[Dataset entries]
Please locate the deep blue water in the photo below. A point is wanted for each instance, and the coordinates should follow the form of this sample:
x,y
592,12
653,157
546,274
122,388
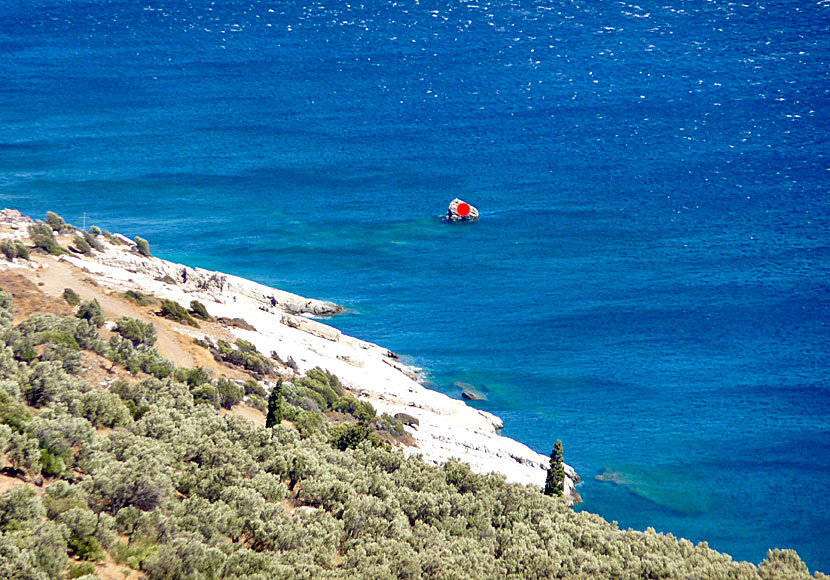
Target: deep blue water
x,y
649,279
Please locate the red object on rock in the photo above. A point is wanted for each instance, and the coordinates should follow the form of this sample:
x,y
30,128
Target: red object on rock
x,y
461,211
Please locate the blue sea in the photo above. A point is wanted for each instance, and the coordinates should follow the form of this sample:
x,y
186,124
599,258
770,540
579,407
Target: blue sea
x,y
650,277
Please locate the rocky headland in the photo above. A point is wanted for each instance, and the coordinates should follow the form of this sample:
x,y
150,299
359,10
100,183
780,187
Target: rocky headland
x,y
282,323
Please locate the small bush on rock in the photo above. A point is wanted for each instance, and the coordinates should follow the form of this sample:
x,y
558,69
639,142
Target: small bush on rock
x,y
91,310
143,247
71,297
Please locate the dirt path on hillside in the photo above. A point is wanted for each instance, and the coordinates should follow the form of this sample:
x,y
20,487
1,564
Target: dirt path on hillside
x,y
60,275
41,290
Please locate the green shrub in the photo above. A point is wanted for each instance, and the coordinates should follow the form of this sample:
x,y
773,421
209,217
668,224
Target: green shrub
x,y
8,249
348,435
143,247
14,249
136,331
43,238
258,403
71,297
51,463
192,377
243,354
68,356
92,239
254,387
80,569
86,548
198,310
176,312
91,311
137,297
230,393
308,423
81,245
12,413
57,223
206,393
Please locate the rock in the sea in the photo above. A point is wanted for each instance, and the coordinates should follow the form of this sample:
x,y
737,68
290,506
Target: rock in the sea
x,y
461,211
469,392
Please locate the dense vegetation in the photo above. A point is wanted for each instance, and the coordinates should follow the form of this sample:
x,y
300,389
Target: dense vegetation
x,y
148,471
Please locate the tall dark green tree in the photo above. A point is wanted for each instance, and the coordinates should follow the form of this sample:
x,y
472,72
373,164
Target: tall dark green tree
x,y
555,482
274,416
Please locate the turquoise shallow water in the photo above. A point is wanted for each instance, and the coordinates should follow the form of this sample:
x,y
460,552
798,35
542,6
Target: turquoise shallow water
x,y
649,279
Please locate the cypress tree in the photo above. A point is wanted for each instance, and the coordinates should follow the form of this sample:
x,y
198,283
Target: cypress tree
x,y
274,416
555,482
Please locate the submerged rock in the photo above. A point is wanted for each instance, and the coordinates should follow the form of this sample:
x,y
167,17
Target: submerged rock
x,y
461,211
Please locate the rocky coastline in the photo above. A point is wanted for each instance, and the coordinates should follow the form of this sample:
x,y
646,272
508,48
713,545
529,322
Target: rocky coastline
x,y
281,322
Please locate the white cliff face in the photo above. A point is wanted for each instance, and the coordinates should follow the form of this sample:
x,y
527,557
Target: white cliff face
x,y
447,428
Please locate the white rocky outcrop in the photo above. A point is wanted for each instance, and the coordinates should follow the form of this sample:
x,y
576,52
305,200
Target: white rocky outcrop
x,y
446,428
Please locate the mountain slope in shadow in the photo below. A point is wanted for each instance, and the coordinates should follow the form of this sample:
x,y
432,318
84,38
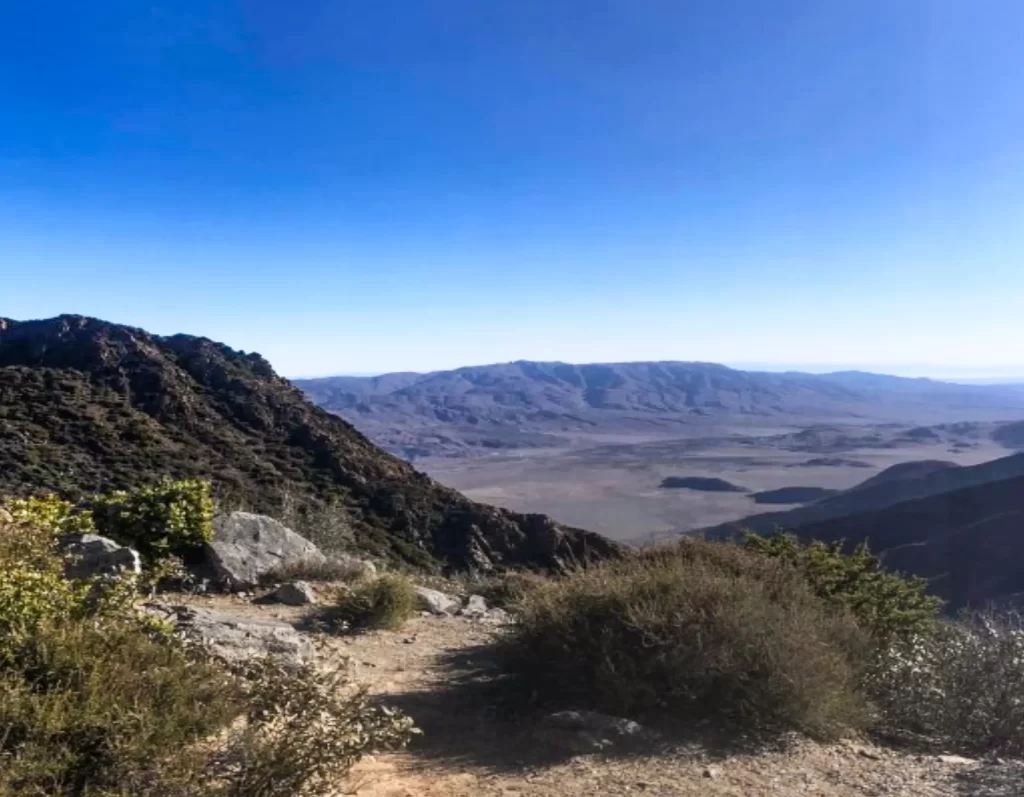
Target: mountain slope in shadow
x,y
86,406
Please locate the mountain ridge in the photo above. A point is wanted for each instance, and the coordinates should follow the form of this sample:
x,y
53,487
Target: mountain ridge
x,y
535,404
87,405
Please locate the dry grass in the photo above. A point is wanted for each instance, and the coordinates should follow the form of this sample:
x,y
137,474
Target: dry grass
x,y
386,602
960,687
702,631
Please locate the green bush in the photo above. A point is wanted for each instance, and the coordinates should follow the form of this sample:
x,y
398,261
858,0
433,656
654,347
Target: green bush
x,y
386,602
504,591
889,605
698,631
961,687
88,708
168,518
95,703
49,512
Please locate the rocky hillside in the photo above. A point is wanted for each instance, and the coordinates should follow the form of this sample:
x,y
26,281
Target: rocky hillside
x,y
962,528
528,404
87,405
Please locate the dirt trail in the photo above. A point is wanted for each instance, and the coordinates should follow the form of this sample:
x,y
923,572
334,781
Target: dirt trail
x,y
433,669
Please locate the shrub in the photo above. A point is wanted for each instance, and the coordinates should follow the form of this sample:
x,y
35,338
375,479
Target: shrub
x,y
705,630
49,512
889,605
505,591
306,726
93,702
961,686
168,518
386,602
88,708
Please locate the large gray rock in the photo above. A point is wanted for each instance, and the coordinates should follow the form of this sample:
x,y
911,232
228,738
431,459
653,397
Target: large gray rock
x,y
248,547
589,731
351,568
236,639
88,555
436,602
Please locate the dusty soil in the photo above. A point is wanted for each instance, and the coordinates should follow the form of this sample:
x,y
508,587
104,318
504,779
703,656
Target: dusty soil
x,y
436,670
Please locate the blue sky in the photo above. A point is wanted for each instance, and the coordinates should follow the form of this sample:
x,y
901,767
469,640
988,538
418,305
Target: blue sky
x,y
365,186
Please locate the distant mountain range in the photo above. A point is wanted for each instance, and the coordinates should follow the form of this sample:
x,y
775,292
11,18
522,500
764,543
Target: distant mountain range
x,y
528,404
962,528
87,406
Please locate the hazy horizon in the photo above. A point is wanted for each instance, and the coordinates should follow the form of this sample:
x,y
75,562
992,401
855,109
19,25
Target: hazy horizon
x,y
951,374
376,186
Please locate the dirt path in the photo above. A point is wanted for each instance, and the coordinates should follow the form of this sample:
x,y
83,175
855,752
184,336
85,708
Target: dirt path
x,y
435,667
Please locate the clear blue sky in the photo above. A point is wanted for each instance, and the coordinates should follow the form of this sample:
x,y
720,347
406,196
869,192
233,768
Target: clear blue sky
x,y
381,184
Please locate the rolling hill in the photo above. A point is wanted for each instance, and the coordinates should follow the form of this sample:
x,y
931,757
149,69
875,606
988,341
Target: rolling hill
x,y
529,404
86,405
905,481
962,528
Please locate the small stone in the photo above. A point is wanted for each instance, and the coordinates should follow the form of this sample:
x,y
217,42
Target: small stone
x,y
295,593
436,602
87,555
475,606
956,760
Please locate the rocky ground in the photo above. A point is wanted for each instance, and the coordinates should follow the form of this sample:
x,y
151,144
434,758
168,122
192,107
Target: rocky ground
x,y
436,670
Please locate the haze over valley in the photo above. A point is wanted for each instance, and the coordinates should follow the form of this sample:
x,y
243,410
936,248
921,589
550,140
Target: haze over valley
x,y
594,445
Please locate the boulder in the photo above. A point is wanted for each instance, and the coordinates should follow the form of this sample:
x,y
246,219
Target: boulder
x,y
88,555
589,731
295,593
436,602
248,547
236,639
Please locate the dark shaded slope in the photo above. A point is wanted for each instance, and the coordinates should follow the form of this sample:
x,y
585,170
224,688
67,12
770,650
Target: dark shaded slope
x,y
880,494
918,469
968,542
86,405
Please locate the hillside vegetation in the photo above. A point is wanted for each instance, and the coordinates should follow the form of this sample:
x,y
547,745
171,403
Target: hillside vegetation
x,y
87,406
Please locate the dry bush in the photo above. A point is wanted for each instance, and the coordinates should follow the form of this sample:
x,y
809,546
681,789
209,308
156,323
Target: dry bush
x,y
97,702
961,686
334,569
386,602
505,591
86,707
701,631
304,728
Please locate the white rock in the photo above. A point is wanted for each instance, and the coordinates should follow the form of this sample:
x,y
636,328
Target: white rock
x,y
956,760
295,593
247,547
236,639
475,606
87,555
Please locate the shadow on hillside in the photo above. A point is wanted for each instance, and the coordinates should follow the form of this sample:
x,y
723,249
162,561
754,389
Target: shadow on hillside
x,y
480,719
992,779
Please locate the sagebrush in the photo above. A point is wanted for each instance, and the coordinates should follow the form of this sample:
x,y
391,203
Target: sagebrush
x,y
890,605
97,701
961,686
386,602
699,631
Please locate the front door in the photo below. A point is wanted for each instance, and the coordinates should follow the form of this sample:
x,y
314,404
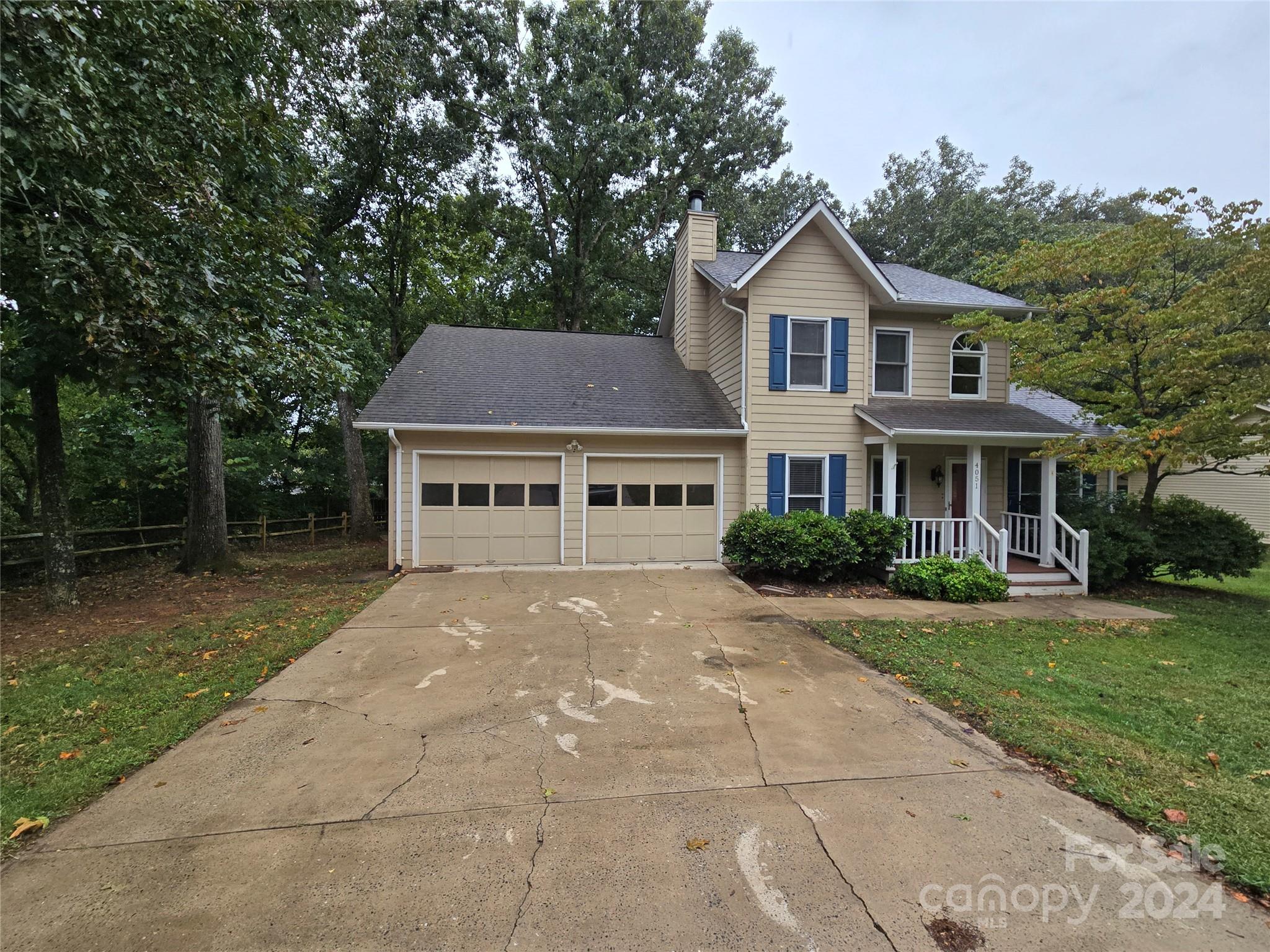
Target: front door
x,y
957,489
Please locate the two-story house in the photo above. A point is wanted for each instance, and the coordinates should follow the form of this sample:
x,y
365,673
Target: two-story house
x,y
804,377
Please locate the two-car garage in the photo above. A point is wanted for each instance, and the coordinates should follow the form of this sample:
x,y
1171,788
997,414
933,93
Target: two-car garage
x,y
513,508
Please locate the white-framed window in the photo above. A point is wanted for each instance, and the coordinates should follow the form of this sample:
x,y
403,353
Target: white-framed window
x,y
892,359
876,484
968,369
806,478
809,353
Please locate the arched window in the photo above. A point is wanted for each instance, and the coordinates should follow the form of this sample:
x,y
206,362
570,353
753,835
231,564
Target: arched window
x,y
969,369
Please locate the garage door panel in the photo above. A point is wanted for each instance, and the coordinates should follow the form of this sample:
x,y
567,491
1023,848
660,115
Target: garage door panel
x,y
513,531
638,528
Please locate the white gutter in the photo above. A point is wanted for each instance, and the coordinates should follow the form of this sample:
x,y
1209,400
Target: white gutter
x,y
745,355
559,431
397,494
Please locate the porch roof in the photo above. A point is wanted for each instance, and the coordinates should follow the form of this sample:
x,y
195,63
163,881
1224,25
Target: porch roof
x,y
959,419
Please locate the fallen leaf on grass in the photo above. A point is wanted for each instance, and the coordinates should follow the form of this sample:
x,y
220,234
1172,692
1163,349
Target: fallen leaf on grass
x,y
23,824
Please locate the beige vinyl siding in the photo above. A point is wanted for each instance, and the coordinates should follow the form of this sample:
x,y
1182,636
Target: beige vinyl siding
x,y
933,357
724,350
925,498
807,278
732,448
1246,494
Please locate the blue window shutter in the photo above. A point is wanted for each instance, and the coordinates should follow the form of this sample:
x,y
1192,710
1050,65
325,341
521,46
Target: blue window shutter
x,y
837,484
838,357
778,350
776,484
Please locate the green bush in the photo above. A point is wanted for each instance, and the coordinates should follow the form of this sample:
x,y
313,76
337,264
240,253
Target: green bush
x,y
1193,539
1185,539
807,545
878,536
941,578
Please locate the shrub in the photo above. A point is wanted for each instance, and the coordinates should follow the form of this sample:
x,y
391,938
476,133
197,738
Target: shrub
x,y
941,578
1185,539
878,536
802,545
1193,539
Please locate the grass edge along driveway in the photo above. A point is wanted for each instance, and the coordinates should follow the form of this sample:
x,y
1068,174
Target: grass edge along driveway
x,y
1126,712
76,720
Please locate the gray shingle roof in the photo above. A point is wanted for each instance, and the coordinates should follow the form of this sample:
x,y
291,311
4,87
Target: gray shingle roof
x,y
498,376
1060,408
912,283
916,284
729,266
959,416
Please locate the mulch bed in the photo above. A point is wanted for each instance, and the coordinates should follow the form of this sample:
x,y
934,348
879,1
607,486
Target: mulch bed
x,y
818,589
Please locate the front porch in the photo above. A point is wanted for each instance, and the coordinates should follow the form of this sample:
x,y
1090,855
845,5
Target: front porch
x,y
977,493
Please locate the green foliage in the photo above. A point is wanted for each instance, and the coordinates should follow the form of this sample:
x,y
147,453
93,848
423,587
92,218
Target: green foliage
x,y
936,214
1184,539
1160,329
878,536
801,545
1129,710
611,112
941,578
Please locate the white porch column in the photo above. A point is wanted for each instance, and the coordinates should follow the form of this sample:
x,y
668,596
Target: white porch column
x,y
1048,496
888,478
973,493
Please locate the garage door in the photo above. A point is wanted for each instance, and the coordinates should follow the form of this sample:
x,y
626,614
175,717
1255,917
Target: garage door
x,y
652,509
482,509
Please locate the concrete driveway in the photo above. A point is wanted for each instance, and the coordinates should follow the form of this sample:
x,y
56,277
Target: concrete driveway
x,y
578,759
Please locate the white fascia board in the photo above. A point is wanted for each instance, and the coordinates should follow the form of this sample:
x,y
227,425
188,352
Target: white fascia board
x,y
561,431
848,245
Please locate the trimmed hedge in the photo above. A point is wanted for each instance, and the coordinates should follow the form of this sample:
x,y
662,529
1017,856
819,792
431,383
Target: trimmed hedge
x,y
1185,539
809,545
944,579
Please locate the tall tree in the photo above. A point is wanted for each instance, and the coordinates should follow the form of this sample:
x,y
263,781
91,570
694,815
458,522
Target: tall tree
x,y
403,111
1160,328
611,112
935,211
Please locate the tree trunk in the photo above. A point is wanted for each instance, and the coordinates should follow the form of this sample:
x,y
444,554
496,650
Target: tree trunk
x,y
361,519
207,545
1148,493
55,513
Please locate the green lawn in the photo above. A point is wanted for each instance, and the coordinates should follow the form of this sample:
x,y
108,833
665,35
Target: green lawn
x,y
1127,712
76,720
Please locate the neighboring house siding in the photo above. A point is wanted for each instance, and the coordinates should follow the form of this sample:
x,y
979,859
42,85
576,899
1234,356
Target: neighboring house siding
x,y
808,278
1248,495
724,350
931,356
730,448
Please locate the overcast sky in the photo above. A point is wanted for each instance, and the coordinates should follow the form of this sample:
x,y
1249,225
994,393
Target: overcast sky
x,y
1090,93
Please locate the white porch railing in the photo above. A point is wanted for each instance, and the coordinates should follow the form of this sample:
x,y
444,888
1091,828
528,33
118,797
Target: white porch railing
x,y
928,537
1072,550
992,545
1024,534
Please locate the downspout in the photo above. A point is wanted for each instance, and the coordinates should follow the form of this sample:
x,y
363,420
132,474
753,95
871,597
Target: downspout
x,y
745,353
397,493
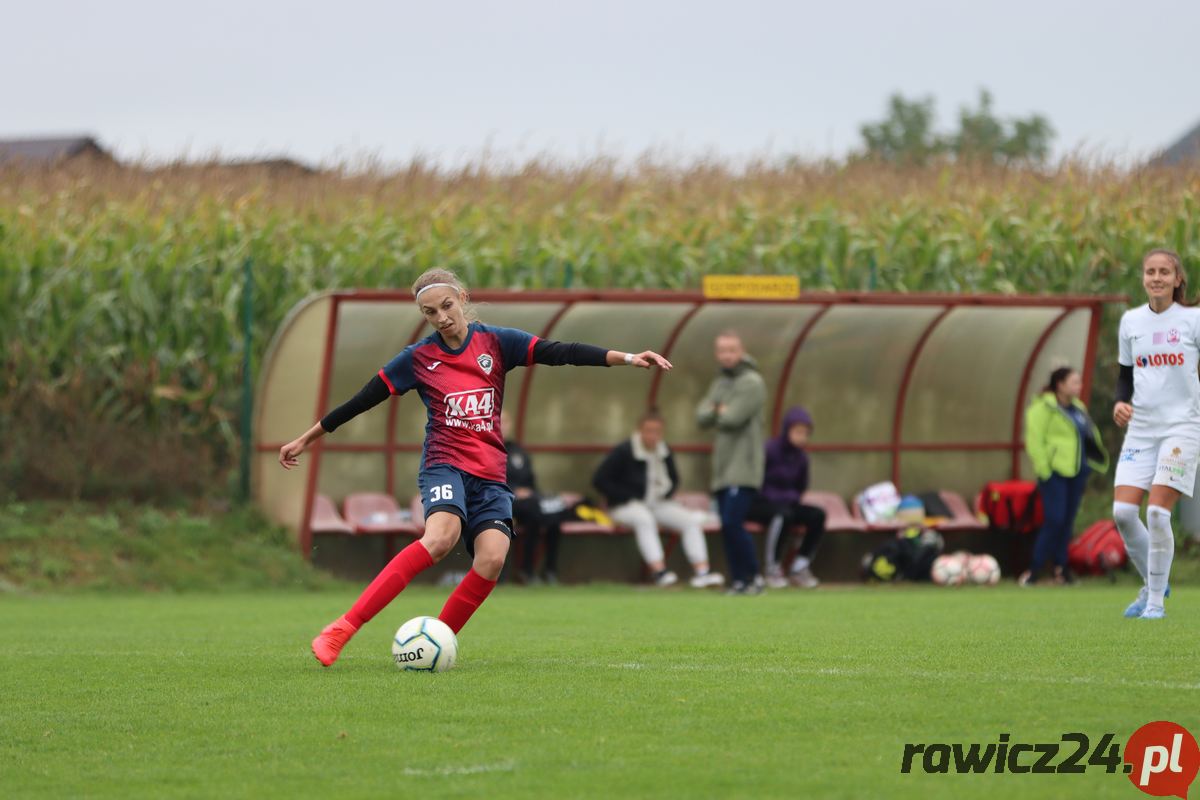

_What to produce_
Rewrite the lines from the one containing "Please locate the downspout" through the end of the items, both ends included, as a JSON list of strings with one string per line and blank lines omitted. Leave out the pictures.

_Full response_
[
  "Please locate the downspout in the photo above. A point is wanted for each instance, and the coordinates should follow the form of this sample:",
  "x,y",
  "363,420",
  "132,474",
  "753,95",
  "871,597",
  "Target: downspout",
  "x,y",
  "745,353",
  "397,493"
]